PROBLEM SET ::
• 1. In the COVID-19 article, what is the minimum distance to keep between yourself and others?
• 2. Rewrite the passage of the COVID-19 article that begins at the words "1. Only go into" and stops after "even greater distance.", swapping "public spaces" for "crowded places" wherever it appears.
• 3. Put this sentence from the COVID-19 article into Spanish: "Even shopping for everyday essentials, such as fresh produce, rice, or toilet paper, has become a challenge."

EXCERPT TO READ ::
The Coronavirus (COVID-19) has had a global effect on how billions of people go about their daily lives. Many “nonessential” businesses, such as restaurants and bars, nightclubs, movie theaters, and performing arts venues, have been instructed to shut down for the time being. Schools across the country have moved to impromptu online instruction delivery platforms. Many beaches have been affected by either reduced hours of operation; some are closed entirely. Gyms and fitness studios, often seen as “essential” in the eyes of loyal patrons, are also out of commission. Even shopping for everyday essentials, such as fresh produce, rice, or toilet paper, has become a challenge.
While experts are still racing to find a way to effectively combat the Coronavirus, it seems that there are some key ideas they all seem to agree on: it’s going to get worse before it gets better and each person has the ability to protect themselves and others by making responsible decisions that not only limit personal exposure, but also limit the possibility of exposing people whose immune systems are especially vulnerable. We can all do our part to slow the spread of the virus by implementing some precautionary measures and by being attentive to not just our physical health, but to our emotional and psychological well-being. Thankfully, as long as your local community is not under a shelter in place order, riding your bike is a healthy way to get some fresh air and exercise that can safely be enjoyed, even with Coronavirus precautions in place.
What actions can I take to protect myself and others from risk of exposure?
More experts are encouraging everyone, regardless of age or health, to make some drastic changes to their daily lives in an effort to slow the spread of the virus. Limiting time spent in public areas, social distancing, and practicing good hygiene are the important measures you can almost immediately put into practice.
1. Only go into public spaces when necessary.
One of the best ways you can protect yourself is by making responsible decisions about leaving your home. While there’s no nationwide lockdown, there’s a reason why social distancing is one of the most commonly recommended methods of prevention. If possible, only venture into public spaces for doctor or other necessary health-related appointments, health emergencies, or to restock on essential items that are imperative to the health or survival of your household. When you do find yourself at the supermarket or pharmacy, work efficiently so you can limit time spent inside and shop in bulk so you can avoid having to take unnecessary trips.
2. Practice social distancing by maintaining a minimum of 6 feet between yourself and others. Whenever possible, maintain an even greater distance.
Ideally, everyone would have access to everything they need in their home, eliminating the need to leave their property. Unfortunately, some errands, such as doctor appointments or grocery runs, are unavoidable. When you find yourself in a public place with other people, one of the easiest, most effective ways to reduce the spread of the virus is to distance yourself from others. By engaging in social distancing, the practice of maintaining a personal distance of approximately six feet between yourself and others, you lessen your risk of inhaling viral spores.

COLLECTED DATA ::

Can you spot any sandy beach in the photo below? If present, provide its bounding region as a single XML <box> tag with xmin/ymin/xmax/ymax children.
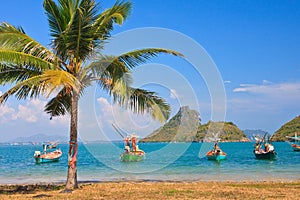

RESULTS FOR THE EXERCISE ::
• 1. A minimum of 6 feet.

• 2.
1. Only go into crowded places when necessary.
One of the best ways you can protect yourself is by making responsible decisions about leaving your home. While there’s no nationwide lockdown, there’s a reason why social distancing is one of the most commonly recommended methods of prevention. If possible, only venture into crowded places for doctor or other necessary health-related appointments, health emergencies, or to restock on essential items that are imperative to the health or survival of your household. When you do find yourself at the supermarket or pharmacy, work efficiently so you can limit time spent inside and shop in bulk so you can avoid having to take unnecessary trips.
2. Practice social distancing by maintaining a minimum of 6 feet between yourself and others. Whenever possible, maintain an even greater distance.

• 3. Incluso comprar artículos de primera necesidad, como productos frescos, arroz o papel higiénico, se ha convertido en un desafío.